What you should do
Can you add 108 to every coordinate in the answers and write those lines out again, requests included, from the line containing "In the image above, where exactly is the dark" through the final line? Give only those lines.

Raw records
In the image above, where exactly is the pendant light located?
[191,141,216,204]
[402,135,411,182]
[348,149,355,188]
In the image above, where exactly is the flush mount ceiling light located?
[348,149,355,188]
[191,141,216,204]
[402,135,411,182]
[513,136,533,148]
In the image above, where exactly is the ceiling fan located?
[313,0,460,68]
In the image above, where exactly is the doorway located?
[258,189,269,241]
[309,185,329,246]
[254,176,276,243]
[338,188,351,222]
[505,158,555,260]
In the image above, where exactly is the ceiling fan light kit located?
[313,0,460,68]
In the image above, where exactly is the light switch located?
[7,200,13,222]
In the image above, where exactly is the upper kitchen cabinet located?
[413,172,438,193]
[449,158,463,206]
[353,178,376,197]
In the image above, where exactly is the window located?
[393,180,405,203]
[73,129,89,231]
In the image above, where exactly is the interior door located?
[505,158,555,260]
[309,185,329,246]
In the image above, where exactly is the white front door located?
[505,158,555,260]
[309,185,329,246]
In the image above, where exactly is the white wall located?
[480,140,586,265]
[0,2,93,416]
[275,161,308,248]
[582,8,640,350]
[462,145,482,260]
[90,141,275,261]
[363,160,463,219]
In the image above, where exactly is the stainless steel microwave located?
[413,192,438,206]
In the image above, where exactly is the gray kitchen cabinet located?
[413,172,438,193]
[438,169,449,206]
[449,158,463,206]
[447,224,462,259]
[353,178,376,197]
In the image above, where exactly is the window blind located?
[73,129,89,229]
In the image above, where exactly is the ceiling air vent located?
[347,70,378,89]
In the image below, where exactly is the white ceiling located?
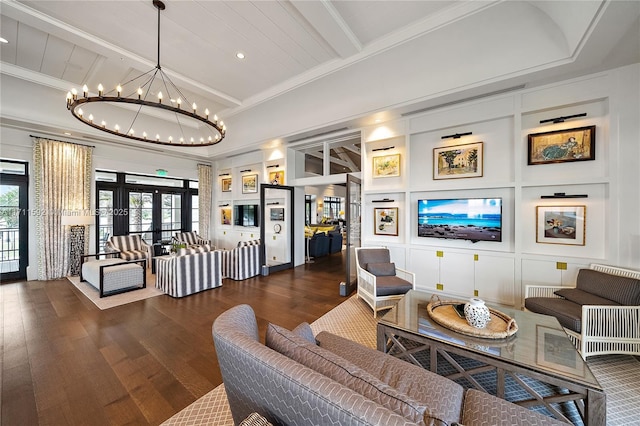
[0,0,640,158]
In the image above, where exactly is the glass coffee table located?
[377,290,606,425]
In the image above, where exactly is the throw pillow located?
[367,262,396,277]
[266,324,427,425]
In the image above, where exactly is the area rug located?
[67,272,164,310]
[162,296,640,426]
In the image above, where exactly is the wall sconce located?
[540,192,589,199]
[540,112,587,124]
[440,132,473,139]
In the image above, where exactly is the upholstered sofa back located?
[212,305,409,426]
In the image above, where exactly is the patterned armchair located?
[356,247,416,317]
[105,235,153,268]
[173,231,211,247]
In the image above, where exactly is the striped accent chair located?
[173,231,211,247]
[105,235,153,268]
[222,240,260,281]
[155,248,222,297]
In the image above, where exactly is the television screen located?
[418,198,502,242]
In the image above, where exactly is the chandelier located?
[67,0,227,147]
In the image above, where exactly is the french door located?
[127,190,183,244]
[340,175,362,296]
[0,161,29,281]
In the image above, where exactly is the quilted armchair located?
[105,235,153,268]
[525,263,640,359]
[173,231,211,247]
[356,247,416,317]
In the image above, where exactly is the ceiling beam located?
[291,0,362,58]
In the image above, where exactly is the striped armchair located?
[156,247,222,297]
[104,235,153,268]
[173,231,211,247]
[222,240,260,281]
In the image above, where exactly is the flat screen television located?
[233,204,260,226]
[418,198,502,243]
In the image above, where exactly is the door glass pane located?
[264,188,293,267]
[191,195,200,234]
[160,194,182,240]
[98,189,114,253]
[0,185,20,273]
[343,175,362,290]
[129,192,153,243]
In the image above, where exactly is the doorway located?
[260,184,295,275]
[0,160,29,281]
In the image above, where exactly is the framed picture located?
[536,325,584,377]
[242,175,258,194]
[220,178,231,192]
[269,170,284,185]
[527,126,596,165]
[373,207,398,235]
[269,207,284,221]
[433,142,484,180]
[536,206,586,246]
[373,154,400,177]
[220,207,231,225]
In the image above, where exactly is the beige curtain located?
[33,138,93,280]
[198,164,213,240]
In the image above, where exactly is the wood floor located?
[0,254,344,426]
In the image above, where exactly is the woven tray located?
[427,294,518,339]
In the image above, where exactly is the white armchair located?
[356,247,416,317]
[525,264,640,359]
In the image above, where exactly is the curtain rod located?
[29,135,95,148]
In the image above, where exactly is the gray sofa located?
[213,305,562,425]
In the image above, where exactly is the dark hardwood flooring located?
[0,254,345,426]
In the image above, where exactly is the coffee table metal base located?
[377,323,606,425]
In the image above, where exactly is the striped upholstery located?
[174,231,211,246]
[155,250,222,297]
[105,235,152,267]
[222,240,260,281]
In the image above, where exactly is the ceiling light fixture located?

Expected output
In the image above, where exactly is the dark hardwood flooring located?
[108,362,453,534]
In the image above, where exactly is the coffee table metal base located?
[485,431,714,533]
In the image above, where exactly is the striped upholstery located?
[282,339,319,354]
[263,358,330,405]
[213,343,260,375]
[330,348,368,389]
In the image above, where exactly is the ceiling light fixture located?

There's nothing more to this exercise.